▼
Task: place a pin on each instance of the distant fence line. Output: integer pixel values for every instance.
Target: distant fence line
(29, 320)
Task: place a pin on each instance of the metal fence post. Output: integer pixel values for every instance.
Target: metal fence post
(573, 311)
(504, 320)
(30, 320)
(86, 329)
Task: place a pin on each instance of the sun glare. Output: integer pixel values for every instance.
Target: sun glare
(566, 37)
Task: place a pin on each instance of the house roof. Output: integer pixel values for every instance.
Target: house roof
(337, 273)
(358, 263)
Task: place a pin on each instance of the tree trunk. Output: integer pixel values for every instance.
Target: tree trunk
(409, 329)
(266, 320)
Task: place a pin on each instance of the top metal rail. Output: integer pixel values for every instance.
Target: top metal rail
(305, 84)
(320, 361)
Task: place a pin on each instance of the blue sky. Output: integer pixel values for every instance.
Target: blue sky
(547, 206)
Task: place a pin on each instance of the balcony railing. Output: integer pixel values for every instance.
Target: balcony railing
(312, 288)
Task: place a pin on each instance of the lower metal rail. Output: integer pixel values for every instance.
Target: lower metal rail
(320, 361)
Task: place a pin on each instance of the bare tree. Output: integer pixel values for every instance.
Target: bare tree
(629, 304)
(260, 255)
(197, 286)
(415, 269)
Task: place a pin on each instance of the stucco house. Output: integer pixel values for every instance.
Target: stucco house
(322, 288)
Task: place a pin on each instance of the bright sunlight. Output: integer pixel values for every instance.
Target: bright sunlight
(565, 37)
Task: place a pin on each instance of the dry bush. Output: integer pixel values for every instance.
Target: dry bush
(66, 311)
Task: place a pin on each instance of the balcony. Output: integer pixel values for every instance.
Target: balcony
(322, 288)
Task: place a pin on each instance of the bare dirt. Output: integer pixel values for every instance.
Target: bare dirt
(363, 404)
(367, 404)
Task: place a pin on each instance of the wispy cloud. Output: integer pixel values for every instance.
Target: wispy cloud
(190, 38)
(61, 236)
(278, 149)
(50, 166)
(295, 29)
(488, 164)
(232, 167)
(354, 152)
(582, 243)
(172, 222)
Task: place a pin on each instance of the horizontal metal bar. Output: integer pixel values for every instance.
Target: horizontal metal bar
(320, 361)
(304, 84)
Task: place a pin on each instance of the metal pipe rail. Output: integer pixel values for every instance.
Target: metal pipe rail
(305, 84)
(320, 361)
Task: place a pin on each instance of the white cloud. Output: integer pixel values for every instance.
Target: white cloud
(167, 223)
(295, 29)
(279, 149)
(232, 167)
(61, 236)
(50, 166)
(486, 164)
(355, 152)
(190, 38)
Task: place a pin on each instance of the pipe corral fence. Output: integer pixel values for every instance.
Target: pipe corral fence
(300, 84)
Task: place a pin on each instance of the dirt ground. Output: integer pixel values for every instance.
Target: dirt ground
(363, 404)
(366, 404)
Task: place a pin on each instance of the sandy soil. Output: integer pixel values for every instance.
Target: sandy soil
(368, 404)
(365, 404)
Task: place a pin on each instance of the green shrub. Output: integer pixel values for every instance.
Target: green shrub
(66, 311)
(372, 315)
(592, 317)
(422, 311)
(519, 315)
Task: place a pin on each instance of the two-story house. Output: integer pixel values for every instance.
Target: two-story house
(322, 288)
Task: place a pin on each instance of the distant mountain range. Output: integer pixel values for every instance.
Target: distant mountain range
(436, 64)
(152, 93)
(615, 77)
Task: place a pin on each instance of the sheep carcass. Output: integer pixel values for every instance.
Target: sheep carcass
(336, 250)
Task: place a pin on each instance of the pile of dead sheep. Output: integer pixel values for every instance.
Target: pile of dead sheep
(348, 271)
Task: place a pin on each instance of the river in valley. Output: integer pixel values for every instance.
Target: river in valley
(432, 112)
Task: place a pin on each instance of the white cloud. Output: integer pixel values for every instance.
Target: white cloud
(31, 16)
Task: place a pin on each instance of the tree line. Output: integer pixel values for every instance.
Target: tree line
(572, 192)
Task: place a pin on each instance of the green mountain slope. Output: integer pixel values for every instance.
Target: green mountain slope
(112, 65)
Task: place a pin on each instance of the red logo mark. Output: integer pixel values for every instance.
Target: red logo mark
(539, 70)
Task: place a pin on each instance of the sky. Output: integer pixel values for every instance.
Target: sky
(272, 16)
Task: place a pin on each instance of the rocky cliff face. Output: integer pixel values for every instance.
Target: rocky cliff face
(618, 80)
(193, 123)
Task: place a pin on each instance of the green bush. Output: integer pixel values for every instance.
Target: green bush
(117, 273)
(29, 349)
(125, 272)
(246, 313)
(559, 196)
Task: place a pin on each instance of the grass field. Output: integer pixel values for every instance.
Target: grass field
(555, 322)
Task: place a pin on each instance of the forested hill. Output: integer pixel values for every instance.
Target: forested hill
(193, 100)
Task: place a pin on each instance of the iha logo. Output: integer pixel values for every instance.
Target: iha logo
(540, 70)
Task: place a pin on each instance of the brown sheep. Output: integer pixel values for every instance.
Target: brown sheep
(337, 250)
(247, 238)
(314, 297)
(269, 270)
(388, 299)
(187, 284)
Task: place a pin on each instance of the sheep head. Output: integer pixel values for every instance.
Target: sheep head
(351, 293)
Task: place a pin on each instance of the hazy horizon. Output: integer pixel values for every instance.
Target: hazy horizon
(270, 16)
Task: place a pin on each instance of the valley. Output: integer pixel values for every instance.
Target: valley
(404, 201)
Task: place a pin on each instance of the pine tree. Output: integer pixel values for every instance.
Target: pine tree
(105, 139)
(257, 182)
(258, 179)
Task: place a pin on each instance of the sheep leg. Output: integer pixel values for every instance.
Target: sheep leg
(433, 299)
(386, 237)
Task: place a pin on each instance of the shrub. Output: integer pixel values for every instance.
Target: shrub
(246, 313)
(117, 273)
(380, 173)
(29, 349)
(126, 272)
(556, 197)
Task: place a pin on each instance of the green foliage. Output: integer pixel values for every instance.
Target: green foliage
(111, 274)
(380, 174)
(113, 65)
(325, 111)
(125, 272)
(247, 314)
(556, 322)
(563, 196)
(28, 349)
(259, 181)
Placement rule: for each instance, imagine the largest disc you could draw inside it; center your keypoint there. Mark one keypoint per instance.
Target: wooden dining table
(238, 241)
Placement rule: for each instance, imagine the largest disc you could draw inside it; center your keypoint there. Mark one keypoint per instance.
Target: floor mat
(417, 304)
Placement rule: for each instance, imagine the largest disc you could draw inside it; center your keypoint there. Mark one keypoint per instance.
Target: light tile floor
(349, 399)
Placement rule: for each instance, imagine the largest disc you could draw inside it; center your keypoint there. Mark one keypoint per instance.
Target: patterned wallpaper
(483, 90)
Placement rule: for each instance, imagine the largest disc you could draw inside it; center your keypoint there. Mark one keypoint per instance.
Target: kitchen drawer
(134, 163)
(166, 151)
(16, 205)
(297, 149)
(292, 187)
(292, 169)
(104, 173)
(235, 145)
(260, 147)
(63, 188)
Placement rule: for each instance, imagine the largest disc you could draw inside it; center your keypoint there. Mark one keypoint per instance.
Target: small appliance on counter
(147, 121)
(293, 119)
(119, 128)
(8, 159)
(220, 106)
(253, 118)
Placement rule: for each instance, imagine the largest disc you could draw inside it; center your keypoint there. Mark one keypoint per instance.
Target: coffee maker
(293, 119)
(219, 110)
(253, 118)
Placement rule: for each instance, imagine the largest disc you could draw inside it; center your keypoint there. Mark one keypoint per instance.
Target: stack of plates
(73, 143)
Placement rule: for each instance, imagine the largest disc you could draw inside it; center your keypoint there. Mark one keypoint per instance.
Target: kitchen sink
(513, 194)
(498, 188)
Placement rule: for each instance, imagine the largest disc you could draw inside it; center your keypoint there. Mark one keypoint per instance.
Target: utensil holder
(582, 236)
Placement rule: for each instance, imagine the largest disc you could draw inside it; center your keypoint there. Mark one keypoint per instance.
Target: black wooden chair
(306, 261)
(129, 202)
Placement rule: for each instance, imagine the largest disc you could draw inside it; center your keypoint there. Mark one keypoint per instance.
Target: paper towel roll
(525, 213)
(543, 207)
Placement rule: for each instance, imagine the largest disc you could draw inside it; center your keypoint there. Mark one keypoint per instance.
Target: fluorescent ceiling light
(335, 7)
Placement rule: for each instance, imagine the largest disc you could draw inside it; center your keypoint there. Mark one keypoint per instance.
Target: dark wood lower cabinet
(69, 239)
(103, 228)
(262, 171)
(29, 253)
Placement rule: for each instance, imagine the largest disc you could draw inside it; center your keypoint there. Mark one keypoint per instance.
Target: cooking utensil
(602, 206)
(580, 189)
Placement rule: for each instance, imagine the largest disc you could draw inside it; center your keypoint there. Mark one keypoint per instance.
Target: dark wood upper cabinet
▲
◆ Given exercise:
Collect every line of the listing that contains the string "stucco", matching case exactly.

◆ Solution for this exercise:
Task: place a pin on each instance of the stucco house. Output: integer pixel values for every instance.
Target: stucco house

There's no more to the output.